→ **Available records**
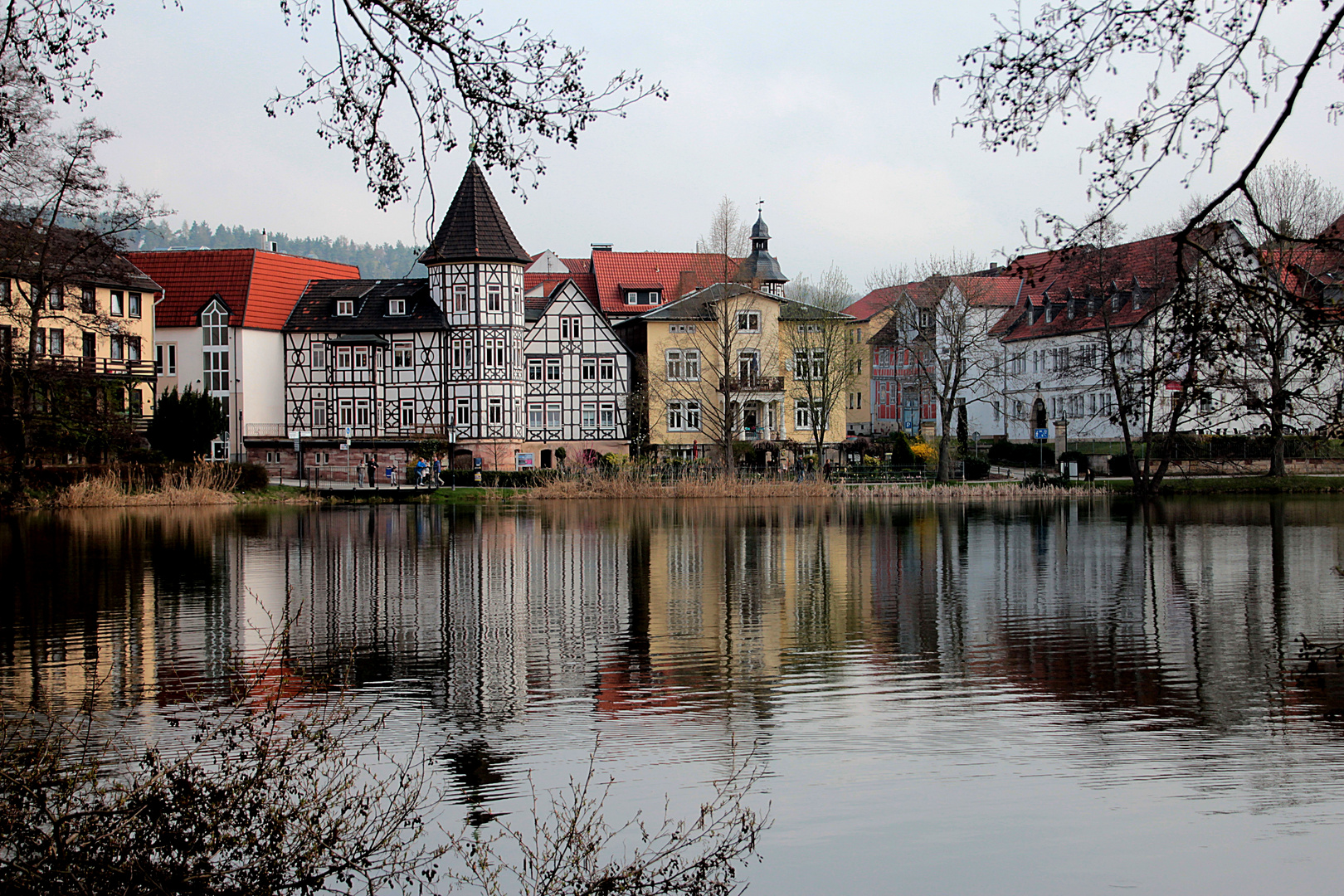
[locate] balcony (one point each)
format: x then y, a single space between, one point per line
80 364
752 384
281 431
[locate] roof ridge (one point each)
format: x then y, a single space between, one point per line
475 227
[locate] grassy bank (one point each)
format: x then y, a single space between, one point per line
722 486
1244 485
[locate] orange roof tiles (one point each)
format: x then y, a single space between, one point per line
580 270
675 273
260 288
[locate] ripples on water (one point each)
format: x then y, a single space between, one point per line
1043 698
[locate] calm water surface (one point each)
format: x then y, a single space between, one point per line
1036 699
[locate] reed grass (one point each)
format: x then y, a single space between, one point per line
194 485
626 485
635 485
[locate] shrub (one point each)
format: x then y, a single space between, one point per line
899 449
1120 465
251 477
1075 457
923 453
1020 455
976 468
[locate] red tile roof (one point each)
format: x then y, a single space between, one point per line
1085 271
580 270
991 292
675 273
880 299
260 288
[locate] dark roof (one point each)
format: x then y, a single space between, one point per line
678 273
475 229
761 266
580 270
67 256
258 288
696 306
1092 280
316 309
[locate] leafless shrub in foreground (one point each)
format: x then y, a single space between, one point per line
572 848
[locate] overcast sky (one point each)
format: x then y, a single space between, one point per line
823 110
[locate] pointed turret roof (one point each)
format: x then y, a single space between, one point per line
475 229
761 265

→ **What you are asked to do**
Render these records as a two-column CSV with the headers "prompt" and "points", one row per record, each field quoted and with its line breaks replaced by spaces. Leave the pictures out.

→ **Complete response**
prompt,points
"[locate] balcony (one point each) format: x then y, a single space between, one point per line","80 364 752 384 281 431"
"[locate] roof ridge (one point each) format: x then y, a single space between, one point per line","475 227"
"[locate] grassy bank (one point each) format: x then y, a single space between, one point per line","722 486 1244 485"
"[locate] orange roof tiles (one point each) format: x then y, a single space between, one point per line","580 270 675 273 260 288"
"[locate] ripples on water (one point each) format: x then y, a single space between, one point per line","1043 698"
"[locate] calm water surface (one point each) format: x then y, a single space between, one point per line","1036 699"
"[locate] reed grass (one point each) format: x then y, a single space between, one point per line","194 485 626 485 635 485"
"[locate] shrub (one point each) format: x then y, a single space between, one point per line","899 449 1120 465 251 477 1075 457 923 453 1020 455 976 468"
"[locate] red tile roof (one point each) format: x then y, a single space between, one point per line","1085 271 580 270 991 292 675 273 880 299 260 288"
"[locate] dark roof (one point each) format: x then y, a single space between, one point per line","678 273 475 229 761 266 580 270 67 256 258 288 696 306 1092 280 316 309"
"[locate] leafless shrub in foreground (one point each) format: x then y, a single space between, one point per line","572 848"
"[locate] overcast sky (one point each) format: x then y, a single space between, one point per line","823 110"
"[locate] pointed turret roof (one point each) format: x then y, a single space between, one point per line","475 229 761 265"